- [Soal Latihan]
Tolong perbarui bagian teks sumber mulai dari "Beliau mengatakan" dan berakhir pada "neraka, bagaimana itu?", lalu tuliskan kembali bagian itu dengan "Abu Darda" diganti menjadi "Abū Dardā'".

Halaqah yang ke-15 dari Silsilah ‘Ilmiyyah Pembahasan Kitāb Fadhlul Islām yang ditulis oleh Syaikh Muhammad bin Abdul Wahāb rahimahullāh.
Beliau mengatakan
وعن أبي الدردا رضي الله عنه قال
Dan dari Abu Darda semoga Allāh ﷻ meridhoinya, beliau berkata
كيف يعيبون سهر الحمقى وصومهم؟
Bagaimama mereka tertipu dengan begadangnya orang² yang – الحمقى – (lawan dari الأكياس) orang yang tidak cerdas/bodoh, mereka justru yang asalnya amalan tersebut adalah ibadah yang harusnya mereka dapat pahala justru menjadi Azab atau bahkan justru menjadi sebab mereka masuk kedalam neraka, bagaimana itu?
Ketika misalnya mereka salah di dalam niat. Berpuasa tetapi tidak ada niat untuk mendapatkan pahala, karena orang lain mereka berpuasa dibulan Ramadhan maka dia juga ikut berpuasa.
Tidak ada ikhtisaban, pahala puasa itu bagi orang yang ikhtisaban
مَنْ صَامَ رَمَضَانَ إِيمَانًا وَاحْتِسَابًا
Kalau tidak ada – احْتِسَابًا -hanya sekedar adat istiadat / kebiasaan karena mereka semua puasa maka dia tidak akan mendapatkan pahala puasa yaitu
غُفِرَ لَهُ مَا تَقَدَّمَ مِنْ ذَنْبِهِ
Ini bagi orang puasa – احْتِسَابًا – .

- [Bagian Data]
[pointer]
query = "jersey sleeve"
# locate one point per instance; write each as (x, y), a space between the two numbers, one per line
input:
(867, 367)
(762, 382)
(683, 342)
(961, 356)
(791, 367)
--
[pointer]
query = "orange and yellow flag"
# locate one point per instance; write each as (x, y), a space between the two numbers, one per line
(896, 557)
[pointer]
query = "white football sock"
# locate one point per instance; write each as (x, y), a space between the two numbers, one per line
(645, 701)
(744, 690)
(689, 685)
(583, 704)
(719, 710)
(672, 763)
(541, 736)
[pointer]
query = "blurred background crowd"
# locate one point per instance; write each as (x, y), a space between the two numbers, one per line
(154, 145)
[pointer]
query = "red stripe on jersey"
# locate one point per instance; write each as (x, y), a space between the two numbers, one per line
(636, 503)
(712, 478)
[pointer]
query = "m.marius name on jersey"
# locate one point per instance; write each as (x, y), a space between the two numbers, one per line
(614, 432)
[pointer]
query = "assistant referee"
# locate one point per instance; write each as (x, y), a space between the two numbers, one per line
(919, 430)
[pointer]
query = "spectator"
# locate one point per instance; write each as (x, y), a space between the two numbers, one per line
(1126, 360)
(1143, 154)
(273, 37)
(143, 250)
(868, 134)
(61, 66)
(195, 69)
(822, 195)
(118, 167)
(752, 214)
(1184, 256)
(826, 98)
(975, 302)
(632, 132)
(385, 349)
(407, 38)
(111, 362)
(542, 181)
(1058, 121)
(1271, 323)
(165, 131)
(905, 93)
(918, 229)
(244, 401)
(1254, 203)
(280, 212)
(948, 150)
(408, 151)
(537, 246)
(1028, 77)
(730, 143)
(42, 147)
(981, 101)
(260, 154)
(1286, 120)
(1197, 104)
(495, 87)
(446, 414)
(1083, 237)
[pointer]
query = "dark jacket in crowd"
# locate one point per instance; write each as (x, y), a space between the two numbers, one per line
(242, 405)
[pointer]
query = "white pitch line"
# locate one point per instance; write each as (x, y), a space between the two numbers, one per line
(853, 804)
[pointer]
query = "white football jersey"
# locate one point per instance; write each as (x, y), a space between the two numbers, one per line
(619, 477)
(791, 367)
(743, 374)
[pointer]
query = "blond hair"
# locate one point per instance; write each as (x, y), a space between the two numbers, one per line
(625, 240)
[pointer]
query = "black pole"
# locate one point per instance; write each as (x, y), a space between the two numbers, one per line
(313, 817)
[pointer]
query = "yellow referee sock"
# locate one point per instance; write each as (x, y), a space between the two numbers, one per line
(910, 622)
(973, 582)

- [Jawaban Latihan]
Beliau mengatakan
وعن أبي الدردا رضي الله عنه قال
Dan dari Abū Dardā' semoga Allāh ﷻ meridhoinya, beliau berkata
كيف يعيبون سهر الحمقى وصومهم؟
Bagaimama mereka tertipu dengan begadangnya orang² yang – الحمقى – (lawan dari الأكياس) orang yang tidak cerdas/bodoh, mereka justru yang asalnya amalan tersebut adalah ibadah yang harusnya mereka dapat pahala justru menjadi Azab atau bahkan justru menjadi sebab mereka masuk kedalam neraka, bagaimana itu?